* **Testo da leggere**

::::::

Gesù si trovava in un luogo a pregare; quando ebbe finito, uno dei suoi discepoli gli disse: «Signore, insegnaci a pregare, come anche Giovanni ha insegnato ai suoi discepoli».
Ed egli disse loro: «Quando pregate, dite:
Padre,
sia santificato il tuo nome,
venga il tuo regno;
dacci ogni giorno il nostro pane quotidiano,
e perdona a noi i nostri peccati,
anche noi infatti perdoniamo a ogni nostro debitore,
e non abbandonarci alla tentazione» (Lc 11,1-4).
Contesto
Quando il cristiano vive con autenticità la sua fede, non è necessario che egli la professi verbalmente: perché è la sua vita che parla per lui, e rivela lo spessore del suo cammino. È quello che rivela questo brano evangelico. Gesù, come consueto, nonostante il gran daffare che il suo ministero imponeva, non tralasciava mai momenti di preghiera in totale solitudine. Generalmente questo avveniva di notte trascinandosi fino alle prime luci dell’alba. Il suo atteggiamento non passa inosservato agi occhi dei discepoli, alcuni dei quali provengono dal movimento penitenziale di Giovanni Battista, per questo chiedono di poter fare anche loro una tale esperienza di preghiera.
Nella preghiera, l’unico muscolo utile è il cuore
L’insegnamento offerto da Gesù circa la preghiera, resta ancora molto valida per tutti i cristiani, intendendola non come una formula di parole in base alla cui efficacia è possibile o meno, piegare la volontà di Dio, perché conceda questa o quella grazia. Per Gesù la preghiera è prima di tutto relazione! Lo aveva ben compreso Santa Teresa d’Avila, Maestra d’orazione, che in diverse circostanze, ebbe modo di ripetere:
Vorrei far comprendere che l’anima non è il pensiero e che la volontà non è governata dall’immaginazione. Sarebbe una grave sventura se lo fosse. Ne viene, quindi, che il profitto dell’anima non consiste nel molto pensare, ma nel molto amare.

::::::

* **Dati forniti**
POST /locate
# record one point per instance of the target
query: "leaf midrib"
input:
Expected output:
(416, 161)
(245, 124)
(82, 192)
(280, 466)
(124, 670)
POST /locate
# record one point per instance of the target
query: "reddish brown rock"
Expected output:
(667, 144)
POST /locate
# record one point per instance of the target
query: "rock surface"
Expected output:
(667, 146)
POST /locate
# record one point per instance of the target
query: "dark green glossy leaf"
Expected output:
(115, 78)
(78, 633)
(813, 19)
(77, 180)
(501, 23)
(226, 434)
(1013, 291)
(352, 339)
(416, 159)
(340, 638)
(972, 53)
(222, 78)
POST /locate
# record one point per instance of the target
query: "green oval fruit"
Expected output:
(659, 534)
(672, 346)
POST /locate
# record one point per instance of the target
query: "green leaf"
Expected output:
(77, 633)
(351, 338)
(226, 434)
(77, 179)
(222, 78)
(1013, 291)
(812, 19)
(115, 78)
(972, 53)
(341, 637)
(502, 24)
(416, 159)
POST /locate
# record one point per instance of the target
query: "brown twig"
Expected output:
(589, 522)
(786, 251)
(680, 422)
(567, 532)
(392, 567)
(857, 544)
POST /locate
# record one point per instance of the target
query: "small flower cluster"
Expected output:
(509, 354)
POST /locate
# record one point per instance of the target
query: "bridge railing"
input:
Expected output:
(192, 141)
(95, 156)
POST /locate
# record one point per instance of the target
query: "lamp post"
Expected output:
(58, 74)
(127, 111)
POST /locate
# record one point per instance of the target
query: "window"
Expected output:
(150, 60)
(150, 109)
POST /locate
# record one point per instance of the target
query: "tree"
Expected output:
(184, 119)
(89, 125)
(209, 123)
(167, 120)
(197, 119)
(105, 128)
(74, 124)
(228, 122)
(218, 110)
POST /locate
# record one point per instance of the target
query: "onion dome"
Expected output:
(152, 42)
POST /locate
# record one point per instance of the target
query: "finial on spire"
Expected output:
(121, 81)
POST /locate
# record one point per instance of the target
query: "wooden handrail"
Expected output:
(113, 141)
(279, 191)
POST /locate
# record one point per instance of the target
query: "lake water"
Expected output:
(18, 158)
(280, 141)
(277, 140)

::::::

* **Compito A**
Riscrivi il tratto del testo sulla preghiera da "Nella preghiera, l’unico" fino a "nel molto amare.", sostituendo "sventura" con "disgrazia".
* **Compito B**
Rispondi a queste domande sul testo sulla preghiera:
(i) Che cosa chiede a Gesù uno dei suoi discepoli?
(ii) Da quale movimento provengono alcuni dei discepoli?
(iii) Secondo le parole di Santa Teresa d’Avila, in che cosa consiste il profitto dell’anima?
* **Compito C**
Prosegui il testo sulla preghiera dal punto in cui si ferma.
Le voci riportate qui non hanno alcun legame con il testo sulla preghiera.

* **Risposta finale A**
Nella preghiera, l’unico muscolo utile è il cuore
L’insegnamento offerto da Gesù circa la preghiera, resta ancora molto valida per tutti i cristiani, intendendola non come una formula di parole in base alla cui efficacia è possibile o meno, piegare la volontà di Dio, perché conceda questa o quella grazia. Per Gesù la preghiera è prima di tutto relazione! Lo aveva ben compreso Santa Teresa d’Avila, Maestra d’orazione, che in diverse circostanze, ebbe modo di ripetere:
Vorrei far comprendere che l’anima non è il pensiero e che la volontà non è governata dall’immaginazione. Sarebbe una grave disgrazia se lo fosse. Ne viene, quindi, che il profitto dell’anima non consiste nel molto pensare, ma nel molto amare.

* **Risposta finale B**
(i) Gli chiede di insegnare loro a pregare, come anche Giovanni ha insegnato ai suoi discepoli.
(ii) Provengono dal movimento penitenziale di Giovanni Battista.
(iii) Il profitto dell’anima non consiste nel molto pensare, ma nel molto amare.

* **Risposta finale C**
Desidero avvertirvi che per inoltrarsi in questo cammino e salire alle mansioni a cui tendiamo, l’essenziale non è già nel molto pensare, ma nel molto amare, per cui le vostre preferenze devono essere soltanto in quelle cose che più eccitano all’amore
Teresa d’Avila, Fondazioni (5.2) e Castello interiore (4M 1,7)
Padre
Proprio perché la preghiera implica una relazionalità affettiva con Dio, Gesù invita i discepoli ad inaugurare la loro preghiera con il sostantivo “padre”. Si tratta di porsi alla presenza di Dio e riconoscere i ruoli dei partecipanti a quest’incontro. La dimensione affettiva emerge nel farsi Padre dalla parte di Dio, il suo abbassarsi verso la creatura cercando un contatto più intimo e famigliare.
Questa dimensione verticale della relazione uomo-Dio, richiama in maniera implicita, ma non meno chiara, quella orizzontale, riguardante, cioè, la relazione uomo-uomo. Cosa significa? Se Dio, nella sua immensa tenerezza e nella sua misericordia, si abbassa sulla creatura, imperfetta e peccatrice, e se ne fa Padre, ciò significa che anche il discepolo che si pone in preghiera deve abbassarsi verso il suo prossimo e farsi suo fratello. Senza questa condizione, il cristiano che intenda porsi in preghiera, sta soltanto perdendo tempo, si “illude con se stesso”, come dice il salmista del malvagio (Sal 36,3). Gesù, dopotutto, lo aveva detto chiaramente in un’altra circostanza: non ci può essere vero culto a Dio, senza riconciliazione fraterna. Leggiamo:
Se dunque tu presenti la tua offerta all’altare e lì ti ricordi che tuo fratello ha qualche cosa contro di te, lascia lì il tuo dono davanti all’altare, va’ prima a riconciliarti con il tuo fratello e poi torna a offrire il tuo dono (Mt 5,23-24).
Sia santificato il tuo nome
Che senso ha questa affermazione? Forse il nome di Dio non sia sufficientemente santo, per cui l’orante è chiamato ad augurarsene e ad augurarglielo?
In realtà dopo che l’orante ha riconosciuto il mistero di Dio che, come Padre, si china verso la miseria dell’uomo, e a partire da questo comprende meglio il mistero della sua persona come uomo e donna di relazioni imprescindibili, ecco che ora chiede che il nome di questo Dio di fronte al quale si è messo di fronte, con buona predisposizione, chiede che il suo nome sia santificato, cioè glorificato, nella sua stessa persona. L’orante, ovvero, è chiamato ad essere riflesso della santità di Dio, testimone silente della grandezza di Dio attraverso la sua vita. Da qui l’augurio che ogni uomo possa fare questa esperienza di conversione e santificazione personale.
Venga il tuo regno
Gesù ci ricorda che questa vita non è tutto quello che c’è da aspettarsi: c’è molto, molto di meglio. Siamo chiamati a riconoscere che siamo pellegrini di passaggio, sempre in cammino verso una meta chiara e ben definita: il Regno dei cieli.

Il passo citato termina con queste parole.